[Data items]
------------------------------------------------------------

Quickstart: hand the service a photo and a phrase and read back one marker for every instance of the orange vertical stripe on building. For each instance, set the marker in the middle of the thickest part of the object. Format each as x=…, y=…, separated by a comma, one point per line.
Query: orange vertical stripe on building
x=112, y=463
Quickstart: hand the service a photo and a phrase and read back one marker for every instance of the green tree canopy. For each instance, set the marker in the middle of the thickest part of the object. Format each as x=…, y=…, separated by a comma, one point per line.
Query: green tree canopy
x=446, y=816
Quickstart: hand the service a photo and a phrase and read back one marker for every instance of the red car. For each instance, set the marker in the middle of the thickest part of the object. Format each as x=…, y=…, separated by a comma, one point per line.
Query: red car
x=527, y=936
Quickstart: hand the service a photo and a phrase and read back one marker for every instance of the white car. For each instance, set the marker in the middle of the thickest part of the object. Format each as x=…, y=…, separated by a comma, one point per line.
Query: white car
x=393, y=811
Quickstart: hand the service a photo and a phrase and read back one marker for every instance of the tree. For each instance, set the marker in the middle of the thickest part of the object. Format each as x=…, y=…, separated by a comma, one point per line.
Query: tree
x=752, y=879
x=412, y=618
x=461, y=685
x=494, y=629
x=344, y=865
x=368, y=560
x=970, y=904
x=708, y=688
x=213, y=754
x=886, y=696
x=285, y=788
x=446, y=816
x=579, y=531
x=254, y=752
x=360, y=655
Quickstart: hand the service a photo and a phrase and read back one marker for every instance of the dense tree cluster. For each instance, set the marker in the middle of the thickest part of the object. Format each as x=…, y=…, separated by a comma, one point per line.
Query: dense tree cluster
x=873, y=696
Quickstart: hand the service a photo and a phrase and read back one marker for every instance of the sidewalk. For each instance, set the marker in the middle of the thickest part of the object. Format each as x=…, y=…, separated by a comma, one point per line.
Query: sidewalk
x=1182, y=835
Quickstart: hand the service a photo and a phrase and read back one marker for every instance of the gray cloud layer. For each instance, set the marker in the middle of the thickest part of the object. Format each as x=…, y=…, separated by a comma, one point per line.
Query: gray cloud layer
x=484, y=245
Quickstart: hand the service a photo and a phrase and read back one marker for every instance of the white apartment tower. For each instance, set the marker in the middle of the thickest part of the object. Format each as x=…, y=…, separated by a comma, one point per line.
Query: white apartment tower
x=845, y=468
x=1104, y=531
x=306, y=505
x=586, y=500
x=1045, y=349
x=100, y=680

------------------------------------------------------------

## Problem description
From the records above, extract every entry verbatim.

## Answer to this task
Quickstart: hand the service a photo and a phrase and read back one marker for every instance of the orange vertical stripe on building. For each instance, set the marker in the middle of the thickest part of the object. Format each as x=…, y=…, separated by a comma, one point per line.
Query: orange vertical stripe on building
x=112, y=463
Quickstart: hand the service a photo and a phrase and read back one marker for every instance of the green tree canopy. For each instance, set the marker in the middle of the thickest part of the object. Format each as x=…, y=…, separated by a comma, one point per line.
Query: green tree canopy
x=446, y=816
Quickstart: hand the service a photo and a phrase and read back one marker for every instance of the red car. For each instance, set the marker in the middle of the thickest part of the object. Format each as x=…, y=…, separated by a comma, one point per line.
Query: red car
x=527, y=936
Quickstart: hand the service a photo and a phrase and read back one marker for every instance of the white car. For each instance, set the marker in the middle of the thickest part of the object. Format each as x=…, y=…, separated by a comma, one point per line.
Query: white car
x=393, y=811
Quickstart: hand the service a photo and a phrase and read back one marker for every instance of the tree. For each instance, set the marker in the middle of the thickest part of the object. Format each as x=…, y=…, separated by a comma, one point per line.
Query: tree
x=752, y=879
x=412, y=618
x=461, y=685
x=494, y=629
x=344, y=865
x=368, y=560
x=970, y=904
x=708, y=688
x=213, y=754
x=886, y=696
x=285, y=788
x=446, y=816
x=579, y=531
x=254, y=752
x=360, y=655
Quickstart: hand the service a photo and a phrase and read back one marker for every instance of the dense tree cluster. For each instance, set the marker in the middle of the thickest part of the object. Format each as x=…, y=…, separated by a comma, one point per line.
Query: dense tree cluster
x=873, y=696
Quickstart: hand the service a photo and a phrase and read back one marker for every instance of the sidewalk. For each instance, set the marker in the middle of the thickest part of the object. Format each as x=…, y=…, separated by a comma, one point per line.
Query: sidewalk
x=1182, y=835
Quickstart: hand the service a photo and a phrase and read back one marker for every instance of the gray cloud layer. For each instance, set the marker in the middle of the thickest part of the object. Format each as x=…, y=…, separated by a comma, one point per line.
Query: gray cloud layer
x=484, y=245
Quickstart: hand the service a photo and a phrase and read back one marker for every instance of the white apartment tower. For each instance, set the marker in the middle of the thickest part of the object. Format each as x=…, y=…, separated by a comma, one point per line.
Query: white apartment tower
x=845, y=468
x=1104, y=531
x=306, y=505
x=586, y=500
x=1045, y=349
x=100, y=680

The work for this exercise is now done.